▶ **Text segment**:
--- begin ---

2) Find a PROVEN business model — First decide what you want to do and do it! There is nothing as draining as indecision. Find a proven business model that comes closest to what you want your business to be and then follow the example. Whether your creative path is through galleries, art/character licensing, government grants, or something else, you must work within the industries’ parameters and emulate the successful models in order to duplicate their achievements. Once your business is supporting itself, you can then change or expand your business to make things fit you, your dreams and goals more closely.

3) Don’t be afraid of selling yourself & marketing your business — It’s all about finding the right audience for your product (art, characters, designs, skills, services, etc.) and finding ways to profitably get it to the manufacturers, retailers and consumers. If you don’t develop a consistent marketing and sales plan and routine, maintaining it with a strong discipline, you won’t have a business. However, the good news is, if you do develop a serious dedication and continuous motivation, coupled with a strong learning curve and work ethic, you will almost certainly succeed.

--- end ---

▶ **To be done**:
1. Quote the business advice text from "2) Find a PROVEN" up to and including "goals more closely.".
2. In the business advice text, what must you develop and keep up with strong discipline in order to have a business?

▶ **Excerpted data**:
--- begin ---

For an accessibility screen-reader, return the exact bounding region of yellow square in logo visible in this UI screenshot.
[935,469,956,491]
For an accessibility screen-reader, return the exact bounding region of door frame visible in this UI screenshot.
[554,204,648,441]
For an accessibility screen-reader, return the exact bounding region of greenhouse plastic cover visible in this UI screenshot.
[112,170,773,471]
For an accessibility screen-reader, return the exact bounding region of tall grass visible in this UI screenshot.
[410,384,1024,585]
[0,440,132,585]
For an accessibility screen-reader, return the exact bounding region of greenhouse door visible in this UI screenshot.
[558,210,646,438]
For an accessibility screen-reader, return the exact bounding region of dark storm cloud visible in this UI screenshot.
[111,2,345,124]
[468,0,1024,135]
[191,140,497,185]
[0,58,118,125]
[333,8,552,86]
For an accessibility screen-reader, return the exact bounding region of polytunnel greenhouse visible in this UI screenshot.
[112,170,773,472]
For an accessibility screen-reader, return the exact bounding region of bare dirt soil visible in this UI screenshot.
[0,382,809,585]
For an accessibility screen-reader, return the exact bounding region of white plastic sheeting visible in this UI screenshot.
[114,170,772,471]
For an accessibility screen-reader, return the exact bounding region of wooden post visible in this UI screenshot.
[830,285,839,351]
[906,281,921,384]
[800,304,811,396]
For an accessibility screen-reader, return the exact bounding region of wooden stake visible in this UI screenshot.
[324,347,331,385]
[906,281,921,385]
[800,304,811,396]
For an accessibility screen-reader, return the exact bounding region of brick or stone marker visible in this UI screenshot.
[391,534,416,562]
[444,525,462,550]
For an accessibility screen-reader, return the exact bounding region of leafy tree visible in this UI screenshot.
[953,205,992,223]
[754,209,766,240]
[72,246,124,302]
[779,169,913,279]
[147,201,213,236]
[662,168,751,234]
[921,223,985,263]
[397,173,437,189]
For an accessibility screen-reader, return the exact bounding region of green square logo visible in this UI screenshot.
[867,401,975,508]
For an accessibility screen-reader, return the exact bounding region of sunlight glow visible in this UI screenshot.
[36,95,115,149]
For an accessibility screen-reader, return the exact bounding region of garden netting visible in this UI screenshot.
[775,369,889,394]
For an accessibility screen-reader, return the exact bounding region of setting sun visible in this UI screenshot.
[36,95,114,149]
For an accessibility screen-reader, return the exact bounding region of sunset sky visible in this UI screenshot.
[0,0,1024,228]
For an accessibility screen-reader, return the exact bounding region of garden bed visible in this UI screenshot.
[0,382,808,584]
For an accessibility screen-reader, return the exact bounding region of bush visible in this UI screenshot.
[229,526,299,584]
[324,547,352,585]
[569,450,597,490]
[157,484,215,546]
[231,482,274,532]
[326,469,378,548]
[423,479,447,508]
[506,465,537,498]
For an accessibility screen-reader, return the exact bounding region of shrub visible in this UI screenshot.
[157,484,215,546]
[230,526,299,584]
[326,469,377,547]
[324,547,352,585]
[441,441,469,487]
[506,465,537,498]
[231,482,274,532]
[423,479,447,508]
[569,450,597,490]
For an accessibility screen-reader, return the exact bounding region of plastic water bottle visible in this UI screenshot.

--- end ---

▶ **Exercise responses**:
1.
2) Find a PROVEN business model — First decide what you want to do and do it! There is nothing as draining as indecision. Find a proven business model that comes closest to what you want your business to be and then follow the example. Whether your creative path is through galleries, art/character licensing, government grants, or something else, you must work within the industries’ parameters and emulate the successful models in order to duplicate their achievements. Once your business is supporting itself, you can then change or expand your business to make things fit you, your dreams and goals more closely.

2. A consistent marketing and sales plan and routine.